## [Given task]
Lines before the one containing "Category: the ocean" are excluded; print that line and every line after it through the end of the material below, exactly.

══ Material for the task ══

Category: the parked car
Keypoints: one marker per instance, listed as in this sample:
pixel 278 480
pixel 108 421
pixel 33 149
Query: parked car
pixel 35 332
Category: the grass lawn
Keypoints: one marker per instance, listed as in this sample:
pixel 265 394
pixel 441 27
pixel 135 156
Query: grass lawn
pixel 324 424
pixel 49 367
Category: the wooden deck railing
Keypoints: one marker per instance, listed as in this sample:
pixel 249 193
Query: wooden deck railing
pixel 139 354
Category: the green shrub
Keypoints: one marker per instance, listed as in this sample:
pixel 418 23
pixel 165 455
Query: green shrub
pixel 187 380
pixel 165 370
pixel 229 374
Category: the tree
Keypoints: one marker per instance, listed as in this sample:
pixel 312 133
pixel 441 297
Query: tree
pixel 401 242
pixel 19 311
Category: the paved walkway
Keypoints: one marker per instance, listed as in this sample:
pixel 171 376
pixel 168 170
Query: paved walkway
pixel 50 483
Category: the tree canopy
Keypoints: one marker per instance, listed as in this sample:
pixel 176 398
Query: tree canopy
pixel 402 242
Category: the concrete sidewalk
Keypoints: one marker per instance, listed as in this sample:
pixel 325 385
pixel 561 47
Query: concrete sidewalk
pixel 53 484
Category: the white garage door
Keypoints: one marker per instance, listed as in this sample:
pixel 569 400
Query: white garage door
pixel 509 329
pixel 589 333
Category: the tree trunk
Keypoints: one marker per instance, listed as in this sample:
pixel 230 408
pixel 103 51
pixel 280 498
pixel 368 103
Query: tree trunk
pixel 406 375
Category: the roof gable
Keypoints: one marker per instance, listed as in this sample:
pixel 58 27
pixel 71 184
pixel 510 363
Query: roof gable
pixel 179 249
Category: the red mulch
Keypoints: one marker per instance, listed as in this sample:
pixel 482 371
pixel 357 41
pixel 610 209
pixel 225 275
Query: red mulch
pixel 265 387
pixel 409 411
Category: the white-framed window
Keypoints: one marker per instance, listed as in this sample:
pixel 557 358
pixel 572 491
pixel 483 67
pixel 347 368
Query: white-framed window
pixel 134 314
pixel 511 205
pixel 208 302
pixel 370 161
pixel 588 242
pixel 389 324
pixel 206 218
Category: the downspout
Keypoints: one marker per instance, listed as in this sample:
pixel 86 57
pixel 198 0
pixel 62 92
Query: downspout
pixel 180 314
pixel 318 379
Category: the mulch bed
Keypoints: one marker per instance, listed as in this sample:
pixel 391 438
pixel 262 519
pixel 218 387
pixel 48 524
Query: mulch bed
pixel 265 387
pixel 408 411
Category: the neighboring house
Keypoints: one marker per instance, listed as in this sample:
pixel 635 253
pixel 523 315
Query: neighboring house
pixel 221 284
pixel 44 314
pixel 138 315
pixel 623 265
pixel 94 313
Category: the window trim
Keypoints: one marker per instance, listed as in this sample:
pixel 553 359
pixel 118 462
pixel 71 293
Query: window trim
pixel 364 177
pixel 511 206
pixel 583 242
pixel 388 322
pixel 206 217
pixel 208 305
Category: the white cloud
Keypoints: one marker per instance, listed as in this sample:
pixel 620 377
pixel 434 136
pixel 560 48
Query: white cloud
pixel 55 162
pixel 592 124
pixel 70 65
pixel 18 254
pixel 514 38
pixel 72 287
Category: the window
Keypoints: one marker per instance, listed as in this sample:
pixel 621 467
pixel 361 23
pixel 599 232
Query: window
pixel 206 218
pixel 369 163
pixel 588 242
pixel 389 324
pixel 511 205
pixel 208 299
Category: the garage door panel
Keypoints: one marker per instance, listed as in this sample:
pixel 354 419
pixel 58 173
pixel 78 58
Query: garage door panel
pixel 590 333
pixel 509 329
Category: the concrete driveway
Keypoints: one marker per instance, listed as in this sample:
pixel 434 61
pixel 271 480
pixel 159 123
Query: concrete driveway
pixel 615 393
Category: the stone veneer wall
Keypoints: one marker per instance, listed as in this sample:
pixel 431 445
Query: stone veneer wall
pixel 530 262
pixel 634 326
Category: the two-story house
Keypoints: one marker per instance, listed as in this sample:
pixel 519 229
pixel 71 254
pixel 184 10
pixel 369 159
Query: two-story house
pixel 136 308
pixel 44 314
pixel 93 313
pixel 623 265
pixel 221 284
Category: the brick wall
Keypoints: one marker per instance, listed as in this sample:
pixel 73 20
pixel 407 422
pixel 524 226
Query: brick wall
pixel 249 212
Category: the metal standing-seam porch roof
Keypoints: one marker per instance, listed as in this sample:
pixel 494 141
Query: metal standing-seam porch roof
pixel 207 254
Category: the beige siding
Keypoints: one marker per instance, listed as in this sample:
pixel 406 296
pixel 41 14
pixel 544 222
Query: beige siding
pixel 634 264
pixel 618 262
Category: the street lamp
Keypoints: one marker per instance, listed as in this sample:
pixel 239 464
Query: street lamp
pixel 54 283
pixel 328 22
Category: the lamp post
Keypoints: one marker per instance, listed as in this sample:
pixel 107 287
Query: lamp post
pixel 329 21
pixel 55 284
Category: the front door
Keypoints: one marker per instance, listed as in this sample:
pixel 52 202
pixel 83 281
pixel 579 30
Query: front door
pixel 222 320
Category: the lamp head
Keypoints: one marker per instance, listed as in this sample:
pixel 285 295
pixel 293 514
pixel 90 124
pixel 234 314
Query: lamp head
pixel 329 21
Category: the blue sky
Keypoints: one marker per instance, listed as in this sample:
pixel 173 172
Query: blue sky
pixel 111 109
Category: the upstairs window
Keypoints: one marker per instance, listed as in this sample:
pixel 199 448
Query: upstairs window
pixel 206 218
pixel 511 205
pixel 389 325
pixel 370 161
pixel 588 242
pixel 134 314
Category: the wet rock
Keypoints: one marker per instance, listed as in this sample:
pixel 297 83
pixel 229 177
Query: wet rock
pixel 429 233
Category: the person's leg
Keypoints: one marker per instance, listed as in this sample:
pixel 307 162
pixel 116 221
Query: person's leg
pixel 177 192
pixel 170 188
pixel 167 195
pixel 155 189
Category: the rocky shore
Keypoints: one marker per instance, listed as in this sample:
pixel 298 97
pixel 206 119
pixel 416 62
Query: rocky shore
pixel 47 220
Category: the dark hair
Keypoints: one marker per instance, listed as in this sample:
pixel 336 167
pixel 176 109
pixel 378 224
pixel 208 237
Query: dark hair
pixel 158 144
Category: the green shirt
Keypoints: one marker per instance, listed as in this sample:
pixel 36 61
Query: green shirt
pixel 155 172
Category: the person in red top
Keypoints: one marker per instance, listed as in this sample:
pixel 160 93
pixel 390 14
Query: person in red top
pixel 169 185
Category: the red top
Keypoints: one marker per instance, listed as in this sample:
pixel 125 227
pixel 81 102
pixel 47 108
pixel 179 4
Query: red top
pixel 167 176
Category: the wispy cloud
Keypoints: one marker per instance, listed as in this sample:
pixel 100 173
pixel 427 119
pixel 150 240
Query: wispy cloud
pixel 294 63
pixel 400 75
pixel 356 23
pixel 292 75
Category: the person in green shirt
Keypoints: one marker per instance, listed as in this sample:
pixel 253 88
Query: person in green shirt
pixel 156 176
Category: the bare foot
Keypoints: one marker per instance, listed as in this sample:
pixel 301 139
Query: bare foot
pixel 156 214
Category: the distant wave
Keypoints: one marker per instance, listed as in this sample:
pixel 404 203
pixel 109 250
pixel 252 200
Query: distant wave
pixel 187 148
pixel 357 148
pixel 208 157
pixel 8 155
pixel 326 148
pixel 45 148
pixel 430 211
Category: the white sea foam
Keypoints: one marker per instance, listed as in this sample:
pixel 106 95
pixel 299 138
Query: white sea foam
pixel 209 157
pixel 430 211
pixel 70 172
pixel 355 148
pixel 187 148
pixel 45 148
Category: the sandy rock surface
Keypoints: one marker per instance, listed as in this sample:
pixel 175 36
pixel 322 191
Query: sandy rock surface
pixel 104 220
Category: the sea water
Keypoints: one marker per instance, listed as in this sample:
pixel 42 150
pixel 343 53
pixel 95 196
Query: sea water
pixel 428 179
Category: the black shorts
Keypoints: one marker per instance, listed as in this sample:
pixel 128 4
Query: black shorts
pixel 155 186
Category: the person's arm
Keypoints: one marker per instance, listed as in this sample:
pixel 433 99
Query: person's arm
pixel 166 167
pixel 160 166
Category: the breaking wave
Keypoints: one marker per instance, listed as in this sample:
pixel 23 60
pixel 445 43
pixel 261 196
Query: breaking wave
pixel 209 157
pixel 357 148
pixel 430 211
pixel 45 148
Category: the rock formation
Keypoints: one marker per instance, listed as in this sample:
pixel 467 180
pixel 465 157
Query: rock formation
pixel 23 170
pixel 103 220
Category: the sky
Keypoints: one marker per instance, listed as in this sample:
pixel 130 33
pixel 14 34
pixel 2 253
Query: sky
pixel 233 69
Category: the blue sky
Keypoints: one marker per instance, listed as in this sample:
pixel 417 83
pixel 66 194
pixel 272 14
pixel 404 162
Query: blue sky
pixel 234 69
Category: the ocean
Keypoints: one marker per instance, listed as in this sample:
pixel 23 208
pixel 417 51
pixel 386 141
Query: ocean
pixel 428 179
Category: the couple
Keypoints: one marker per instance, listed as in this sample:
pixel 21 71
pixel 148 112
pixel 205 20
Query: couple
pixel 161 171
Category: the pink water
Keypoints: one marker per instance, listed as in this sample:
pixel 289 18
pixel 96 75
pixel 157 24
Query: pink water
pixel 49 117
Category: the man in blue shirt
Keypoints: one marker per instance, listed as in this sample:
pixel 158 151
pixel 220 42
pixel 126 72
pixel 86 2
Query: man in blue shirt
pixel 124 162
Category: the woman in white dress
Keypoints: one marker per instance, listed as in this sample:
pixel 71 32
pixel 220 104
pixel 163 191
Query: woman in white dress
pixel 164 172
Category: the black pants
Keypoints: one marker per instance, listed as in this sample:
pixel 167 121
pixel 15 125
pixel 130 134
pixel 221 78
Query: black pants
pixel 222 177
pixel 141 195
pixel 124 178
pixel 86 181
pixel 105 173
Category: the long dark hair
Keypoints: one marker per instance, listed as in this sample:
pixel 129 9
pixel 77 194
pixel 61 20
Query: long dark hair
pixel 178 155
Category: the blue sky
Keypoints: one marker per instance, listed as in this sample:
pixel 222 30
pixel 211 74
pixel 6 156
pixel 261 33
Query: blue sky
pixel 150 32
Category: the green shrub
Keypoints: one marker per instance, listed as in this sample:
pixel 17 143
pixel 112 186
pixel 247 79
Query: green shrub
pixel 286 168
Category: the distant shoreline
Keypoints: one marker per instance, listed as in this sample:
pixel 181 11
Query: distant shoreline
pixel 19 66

═══

## [Result of this exercise]
Category: the ocean
Keypoints: one marker per instance, listed as in this sample:
pixel 23 208
pixel 417 51
pixel 386 141
Query: ocean
pixel 428 179
Category: the couple
Keypoints: one marker per instance, listed as in this sample:
pixel 21 71
pixel 148 112
pixel 205 20
Query: couple
pixel 161 171
Category: the pink water
Keypoints: one marker per instance, listed as in this sample:
pixel 289 18
pixel 96 75
pixel 157 24
Query: pink water
pixel 49 117
Category: the man in blue shirt
Keypoints: one marker per instance, listed as in this sample:
pixel 158 151
pixel 220 42
pixel 126 72
pixel 86 2
Query: man in blue shirt
pixel 124 162
Category: the woman in white dress
Keypoints: one marker per instance, listed as in this sample:
pixel 71 32
pixel 220 104
pixel 163 191
Query: woman in white dress
pixel 164 172
Category: the black pants
Keypoints: one marker per instance, listed as in this sample:
pixel 167 121
pixel 15 125
pixel 130 134
pixel 221 78
Query: black pants
pixel 222 177
pixel 141 195
pixel 124 178
pixel 86 181
pixel 105 173
Category: the long dark hair
Keypoints: one marker per instance, listed as in this sample:
pixel 129 9
pixel 77 194
pixel 61 20
Query: long dark hair
pixel 178 155
Category: the blue sky
Keypoints: one marker per instance, listed as in this sample:
pixel 222 30
pixel 211 74
pixel 6 156
pixel 261 33
Query: blue sky
pixel 150 32
Category: the green shrub
Keypoints: one marker per instance, listed as in this sample:
pixel 17 143
pixel 112 186
pixel 247 79
Query: green shrub
pixel 286 168
Category: the distant shoreline
Keypoints: one marker per instance, listed as in this sample:
pixel 181 11
Query: distant shoreline
pixel 19 66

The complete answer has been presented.